##### Selected text #####

Barnard Gratz (1738 – 20 April 1801) was an American merchant and one of the founders of the Jewish community of Philadelphia.

==Early life==
Barnard Gratz was born Issachar Ber in 1738 in Langendorf, Upper Silesia, Prussia (today Wielowieś, Poland). Barnard and his brother Michael were the two youngest of six children. In the 1740s, Barnard's parents Shlomo Zalman Gratz and his wife died, leaving Barnard and Michael to be raised by their older siblings. Due to decreased economic opportunities for Jews in the region, members of the extended family left Langendorf for Western Europe. Solomon Henry, Barnard's cousin, moved to London in the 1740s and set up a mercantile business. Gratz left Langendorf himself in 1748, traveling through Holland to get to London. When Gratz arrived in London in 1750, began working for his cousin's business.

==Coming to America==
Solomon Henry kept in correspondence with a Jewish trader in Philadelphia named David Franks, the co-owner of trading company Levy & Franks. Solomon's brother Jacob Henry worked as a clerk for Franks at Levy & Franks. When Jacob had earned enough to start a business of his own, Solomon arranged with David Franks for Barnard to take over Jacob's job as his clerk.

Gratz arrived in Philadelphia in 1754 and worked as a clerk for Franks for five years. In 1759 Gratz started his own business in Philadelphia and convinced his brother Michael to join him in North America. The Gratz brothers built a local business called B & M Gratz in 1768 and worked closely with Franks, the Henry's in London, and Joseph Simon in Lancaster.

##### Data extracts #####

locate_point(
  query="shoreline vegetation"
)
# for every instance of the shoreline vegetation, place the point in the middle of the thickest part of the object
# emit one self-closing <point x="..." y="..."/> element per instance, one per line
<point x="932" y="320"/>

#####

→ **Exercise prompt**:
Answer from the Barnard Gratz text:
1. In what year did Gratz leave Langendorf?
2. Who was the co-owner of Levy & Franks named in the text?
3. In what year did the Gratz brothers build B & M Gratz?
These rows are separate material and have no connection to the text about Barnard Gratz.

→ **Task output**:
1. 1748
2. David Franks
3. 1768